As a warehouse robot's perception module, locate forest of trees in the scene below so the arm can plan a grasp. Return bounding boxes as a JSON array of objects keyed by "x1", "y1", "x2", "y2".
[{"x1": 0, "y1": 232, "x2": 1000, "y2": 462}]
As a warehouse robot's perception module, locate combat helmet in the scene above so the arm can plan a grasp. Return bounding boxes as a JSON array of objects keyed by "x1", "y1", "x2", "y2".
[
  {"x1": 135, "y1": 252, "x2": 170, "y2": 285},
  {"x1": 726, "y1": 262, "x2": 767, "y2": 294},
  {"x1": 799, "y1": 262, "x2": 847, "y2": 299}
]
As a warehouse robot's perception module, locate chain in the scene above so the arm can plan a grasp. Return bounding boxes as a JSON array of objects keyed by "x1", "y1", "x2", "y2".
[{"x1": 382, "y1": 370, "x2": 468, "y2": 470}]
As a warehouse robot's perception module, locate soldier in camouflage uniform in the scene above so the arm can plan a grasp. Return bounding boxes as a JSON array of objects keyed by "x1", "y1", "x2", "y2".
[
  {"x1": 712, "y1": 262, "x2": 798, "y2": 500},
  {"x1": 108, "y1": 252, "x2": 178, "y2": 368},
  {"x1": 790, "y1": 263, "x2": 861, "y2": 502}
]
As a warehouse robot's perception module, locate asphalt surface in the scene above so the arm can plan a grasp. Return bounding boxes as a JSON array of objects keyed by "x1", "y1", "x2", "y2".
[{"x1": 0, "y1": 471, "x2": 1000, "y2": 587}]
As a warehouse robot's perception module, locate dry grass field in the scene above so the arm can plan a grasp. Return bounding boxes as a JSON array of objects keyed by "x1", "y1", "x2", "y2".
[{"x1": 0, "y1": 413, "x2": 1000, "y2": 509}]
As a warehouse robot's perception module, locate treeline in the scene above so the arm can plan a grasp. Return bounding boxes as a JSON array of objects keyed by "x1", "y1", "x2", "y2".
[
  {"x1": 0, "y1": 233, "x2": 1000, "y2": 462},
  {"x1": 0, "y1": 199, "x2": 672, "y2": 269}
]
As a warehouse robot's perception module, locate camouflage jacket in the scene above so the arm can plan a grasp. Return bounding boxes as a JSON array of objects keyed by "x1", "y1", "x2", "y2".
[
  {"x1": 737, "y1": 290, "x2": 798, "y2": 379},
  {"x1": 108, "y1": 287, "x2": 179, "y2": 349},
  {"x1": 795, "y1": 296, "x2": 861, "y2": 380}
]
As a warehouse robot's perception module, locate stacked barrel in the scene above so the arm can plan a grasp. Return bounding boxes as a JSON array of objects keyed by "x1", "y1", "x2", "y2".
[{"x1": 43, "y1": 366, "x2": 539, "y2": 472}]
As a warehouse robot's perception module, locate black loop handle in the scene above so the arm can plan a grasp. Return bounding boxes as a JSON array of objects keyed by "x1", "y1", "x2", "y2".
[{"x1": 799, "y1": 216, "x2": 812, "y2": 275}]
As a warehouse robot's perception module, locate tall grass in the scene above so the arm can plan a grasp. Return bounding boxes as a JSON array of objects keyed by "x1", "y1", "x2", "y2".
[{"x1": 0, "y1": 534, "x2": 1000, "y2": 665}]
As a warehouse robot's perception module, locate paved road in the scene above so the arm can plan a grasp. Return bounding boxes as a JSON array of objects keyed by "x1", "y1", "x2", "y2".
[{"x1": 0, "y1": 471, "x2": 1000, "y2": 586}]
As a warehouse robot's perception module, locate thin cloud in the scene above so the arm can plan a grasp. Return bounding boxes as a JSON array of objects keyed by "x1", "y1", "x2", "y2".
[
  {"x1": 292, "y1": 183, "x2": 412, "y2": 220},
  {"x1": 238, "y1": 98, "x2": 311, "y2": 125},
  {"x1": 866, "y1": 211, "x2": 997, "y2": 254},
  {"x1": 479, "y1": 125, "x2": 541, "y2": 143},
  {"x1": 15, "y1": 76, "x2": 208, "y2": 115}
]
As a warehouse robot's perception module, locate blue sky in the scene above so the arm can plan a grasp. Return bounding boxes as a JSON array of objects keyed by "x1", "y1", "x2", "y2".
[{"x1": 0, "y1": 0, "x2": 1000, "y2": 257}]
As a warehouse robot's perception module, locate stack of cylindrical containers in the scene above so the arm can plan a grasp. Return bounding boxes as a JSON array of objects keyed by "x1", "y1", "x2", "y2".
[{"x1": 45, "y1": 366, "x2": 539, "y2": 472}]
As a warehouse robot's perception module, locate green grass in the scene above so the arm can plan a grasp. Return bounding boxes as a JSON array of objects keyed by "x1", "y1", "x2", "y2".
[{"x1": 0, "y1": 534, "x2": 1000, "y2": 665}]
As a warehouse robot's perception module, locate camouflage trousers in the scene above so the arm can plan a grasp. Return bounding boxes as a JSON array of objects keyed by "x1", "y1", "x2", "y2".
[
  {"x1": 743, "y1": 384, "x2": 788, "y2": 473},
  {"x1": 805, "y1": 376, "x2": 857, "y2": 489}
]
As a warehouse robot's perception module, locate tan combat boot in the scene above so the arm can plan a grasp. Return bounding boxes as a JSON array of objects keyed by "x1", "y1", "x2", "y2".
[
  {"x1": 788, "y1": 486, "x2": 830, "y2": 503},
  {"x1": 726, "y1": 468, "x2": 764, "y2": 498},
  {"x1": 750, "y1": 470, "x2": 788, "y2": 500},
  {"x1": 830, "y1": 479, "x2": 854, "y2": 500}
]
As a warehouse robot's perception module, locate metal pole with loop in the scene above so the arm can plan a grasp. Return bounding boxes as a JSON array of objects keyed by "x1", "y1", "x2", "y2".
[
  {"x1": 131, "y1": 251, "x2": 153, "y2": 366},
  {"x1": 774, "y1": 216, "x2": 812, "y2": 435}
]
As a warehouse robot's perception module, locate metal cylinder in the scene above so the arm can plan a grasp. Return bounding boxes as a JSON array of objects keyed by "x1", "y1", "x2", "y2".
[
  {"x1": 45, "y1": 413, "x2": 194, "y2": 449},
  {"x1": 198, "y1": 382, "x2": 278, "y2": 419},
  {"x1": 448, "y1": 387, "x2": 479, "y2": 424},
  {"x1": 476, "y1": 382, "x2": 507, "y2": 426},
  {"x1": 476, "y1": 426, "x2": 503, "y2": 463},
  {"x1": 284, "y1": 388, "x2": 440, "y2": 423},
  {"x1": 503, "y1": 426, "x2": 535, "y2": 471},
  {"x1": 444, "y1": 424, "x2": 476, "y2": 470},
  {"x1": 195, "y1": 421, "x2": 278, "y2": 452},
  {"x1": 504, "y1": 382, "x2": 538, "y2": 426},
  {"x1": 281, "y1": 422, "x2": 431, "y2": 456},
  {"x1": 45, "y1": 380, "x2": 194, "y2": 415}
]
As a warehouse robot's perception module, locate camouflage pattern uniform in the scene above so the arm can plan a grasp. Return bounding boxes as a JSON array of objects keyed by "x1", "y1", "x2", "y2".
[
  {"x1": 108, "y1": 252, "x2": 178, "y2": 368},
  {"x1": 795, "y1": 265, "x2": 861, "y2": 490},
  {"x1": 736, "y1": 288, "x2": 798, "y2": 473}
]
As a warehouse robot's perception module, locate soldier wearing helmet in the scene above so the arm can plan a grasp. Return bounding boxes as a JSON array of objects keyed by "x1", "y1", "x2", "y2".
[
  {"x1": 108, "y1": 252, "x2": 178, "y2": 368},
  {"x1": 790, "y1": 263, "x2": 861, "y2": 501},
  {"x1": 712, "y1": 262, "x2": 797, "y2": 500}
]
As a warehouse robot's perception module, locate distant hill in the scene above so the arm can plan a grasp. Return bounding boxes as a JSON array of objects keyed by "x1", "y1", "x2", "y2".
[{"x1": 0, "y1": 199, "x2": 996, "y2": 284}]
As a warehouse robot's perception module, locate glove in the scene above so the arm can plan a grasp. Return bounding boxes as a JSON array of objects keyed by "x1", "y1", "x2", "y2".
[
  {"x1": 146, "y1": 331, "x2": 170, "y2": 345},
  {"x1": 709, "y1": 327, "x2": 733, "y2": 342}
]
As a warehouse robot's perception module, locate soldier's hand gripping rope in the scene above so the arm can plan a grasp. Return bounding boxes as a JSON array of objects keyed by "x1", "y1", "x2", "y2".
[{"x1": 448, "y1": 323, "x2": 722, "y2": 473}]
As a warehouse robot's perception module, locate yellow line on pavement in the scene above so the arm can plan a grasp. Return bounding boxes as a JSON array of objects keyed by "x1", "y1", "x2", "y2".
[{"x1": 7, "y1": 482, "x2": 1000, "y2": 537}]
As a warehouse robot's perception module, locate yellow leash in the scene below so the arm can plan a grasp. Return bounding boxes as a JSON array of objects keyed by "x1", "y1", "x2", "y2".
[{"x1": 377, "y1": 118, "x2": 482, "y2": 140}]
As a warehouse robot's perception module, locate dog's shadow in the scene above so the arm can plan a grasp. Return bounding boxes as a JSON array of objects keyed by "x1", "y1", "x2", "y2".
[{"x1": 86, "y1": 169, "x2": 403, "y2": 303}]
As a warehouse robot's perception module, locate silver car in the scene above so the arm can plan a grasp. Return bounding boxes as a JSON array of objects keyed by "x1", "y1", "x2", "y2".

| Stated problem |
Reproduce every line from the one containing "As a warehouse robot's perception module, locate dog's" through the end of the rows, inclusive, and offset each bounding-box coordinate in the answers by -57.

| Written solution |
As a warehouse robot's perception module, locate dog's shadow in the scene above so the arm can plan a grasp. Return bounding boxes as a JSON array of objects keyed by "x1", "y1", "x2", "y2".
[{"x1": 29, "y1": 112, "x2": 346, "y2": 246}]
As a warehouse robot's perception module, locate silver car in the scene above so the arm can plan a grasp. Return bounding boxes as a JSON array of objects keyed by "x1", "y1", "x2", "y2".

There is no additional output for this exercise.